Alıntılanan metin —
Bu tez çalışmasında, tepkin güç kompanzasyonunda kullanılan şönt bağlı FACTS aygıtlarından STATCOM’un MATLAB Simulink’te benzetimi yapılmış ve tek makineli bir güç sisteminde tepkin güç kompanzasyonu amacı ile uygulanmıştır. Çalışmada STATCOM’un DA gerilim denetiminde sabit parametreli PI ve ağ parametreleri gerçek zamanlı (online) olarak uyarlanan Yapay Sinir Ağı (YSA) kullanılmış ve bu iki denetleyicinin performansları aynı koşullar altında test edilmiştir. YSA’nın STATCOM’un denetiminde kullanılmasının temel amacı, sistemin çalışma noktasının ve yük koşullarının değişmesi durumunda STATCOM’ un işlevini aynı şekilde sürdürebilmesidir.

Bu tezin giriş bölümünde tepkin gücün FACTS aygıtları ile hızlı bir şekilde kontrol edilmesinin önemi, FACTS aygıtları ile tepkin güç kompanzasyonunun yapılması ile sağlanan avantajlarına ve bir şönt FACTS aygıtı olan STATCOM’un avantajları üzerinde durulmuştur.

İkinci bölümde, STATCOM’un yapısı, karakteristik özellikleri, STATCOM ’un

uygulamaları, çalışma prensibi ve STATCOM denetimi üzerinde durulmuştur.

Üçüncü bölümde, denetim sistemlerinden olan YSA’nın yapısı, çalışması, öğrenme algoritmaları ve YSA ile sistem eğitilmesi üzerinde durulmuştur.

Uygulama kısmında ise MATLAB-SIMULINK Toolbox’ı kullanılarak benzetimi yapılan STATCOM’un akım ve DA gerilim denetimi için sabit parametreli PI, DA gerilim denetimi için ağırlıklı gerçek zamanlı (online) olarak uyarlanan YSA denetleyicisi ile aynı çalışma şartları altında benzetim sonuçları verilmiştir.

(19)

Yapılacak iş — Alıntılanan metne göre STATCOM'un denetiminde Yapay Sinir Ağı (YSA) kullanılmasının temel amacı nedir? Bir veya iki cümleyle açıklayın.

Sağlanan veriler —
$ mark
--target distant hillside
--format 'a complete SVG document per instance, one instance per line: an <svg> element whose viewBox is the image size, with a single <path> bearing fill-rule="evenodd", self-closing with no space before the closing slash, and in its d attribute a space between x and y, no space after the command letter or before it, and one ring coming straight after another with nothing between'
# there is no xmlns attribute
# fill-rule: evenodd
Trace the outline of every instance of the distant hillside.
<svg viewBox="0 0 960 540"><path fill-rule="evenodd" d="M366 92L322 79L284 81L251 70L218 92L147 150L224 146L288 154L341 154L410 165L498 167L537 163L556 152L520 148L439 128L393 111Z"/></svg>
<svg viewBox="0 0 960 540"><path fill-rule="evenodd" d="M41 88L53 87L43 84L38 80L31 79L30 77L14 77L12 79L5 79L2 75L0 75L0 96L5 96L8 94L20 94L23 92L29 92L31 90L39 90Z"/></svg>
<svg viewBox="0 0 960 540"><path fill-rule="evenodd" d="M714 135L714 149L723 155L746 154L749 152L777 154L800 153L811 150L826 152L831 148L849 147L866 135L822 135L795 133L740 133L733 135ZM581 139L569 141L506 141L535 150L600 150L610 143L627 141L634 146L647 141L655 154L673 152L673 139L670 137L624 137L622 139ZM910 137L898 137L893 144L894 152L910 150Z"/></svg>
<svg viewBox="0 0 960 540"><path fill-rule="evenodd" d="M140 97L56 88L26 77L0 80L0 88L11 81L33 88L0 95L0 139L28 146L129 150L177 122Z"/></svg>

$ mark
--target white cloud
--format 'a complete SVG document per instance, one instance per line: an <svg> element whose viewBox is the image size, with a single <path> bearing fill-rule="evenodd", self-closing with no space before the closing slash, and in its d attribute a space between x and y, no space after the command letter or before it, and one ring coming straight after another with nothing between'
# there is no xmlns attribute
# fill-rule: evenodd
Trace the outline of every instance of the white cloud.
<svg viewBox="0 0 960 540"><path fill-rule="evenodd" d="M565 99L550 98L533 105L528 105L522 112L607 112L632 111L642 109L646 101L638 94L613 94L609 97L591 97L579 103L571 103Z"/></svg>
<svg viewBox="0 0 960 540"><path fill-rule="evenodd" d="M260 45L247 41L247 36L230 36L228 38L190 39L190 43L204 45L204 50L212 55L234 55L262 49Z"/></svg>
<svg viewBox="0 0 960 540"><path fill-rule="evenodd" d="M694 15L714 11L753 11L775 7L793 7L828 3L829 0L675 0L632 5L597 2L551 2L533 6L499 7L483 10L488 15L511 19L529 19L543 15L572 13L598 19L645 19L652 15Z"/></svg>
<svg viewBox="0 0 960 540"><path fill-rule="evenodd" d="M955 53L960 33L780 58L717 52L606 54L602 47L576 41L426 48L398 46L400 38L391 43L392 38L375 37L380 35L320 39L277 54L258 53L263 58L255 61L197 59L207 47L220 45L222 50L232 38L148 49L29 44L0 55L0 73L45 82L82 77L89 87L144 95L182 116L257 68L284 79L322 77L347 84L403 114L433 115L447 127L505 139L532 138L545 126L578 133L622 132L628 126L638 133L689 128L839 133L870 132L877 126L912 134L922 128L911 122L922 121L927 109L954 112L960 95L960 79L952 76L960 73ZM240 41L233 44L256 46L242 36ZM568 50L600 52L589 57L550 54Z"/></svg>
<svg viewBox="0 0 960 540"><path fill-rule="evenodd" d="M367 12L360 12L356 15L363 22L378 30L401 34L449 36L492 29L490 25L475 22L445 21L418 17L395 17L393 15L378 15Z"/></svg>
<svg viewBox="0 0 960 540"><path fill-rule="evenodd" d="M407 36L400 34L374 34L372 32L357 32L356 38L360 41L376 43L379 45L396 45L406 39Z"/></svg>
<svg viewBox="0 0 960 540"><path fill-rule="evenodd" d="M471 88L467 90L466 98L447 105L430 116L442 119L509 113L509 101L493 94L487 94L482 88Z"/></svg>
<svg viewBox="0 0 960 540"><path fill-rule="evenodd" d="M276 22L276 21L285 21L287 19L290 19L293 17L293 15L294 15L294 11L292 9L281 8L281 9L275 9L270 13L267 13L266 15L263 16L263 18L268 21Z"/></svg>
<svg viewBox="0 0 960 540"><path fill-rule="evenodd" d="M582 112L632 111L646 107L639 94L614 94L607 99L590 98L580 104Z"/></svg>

Alıştırmanın cevabı — YSA, sistemin çalışma noktası ve yük koşulları değiştiğinde STATCOM'un işlevini aynı şekilde sürdürebilmesi için kullanılmıştır.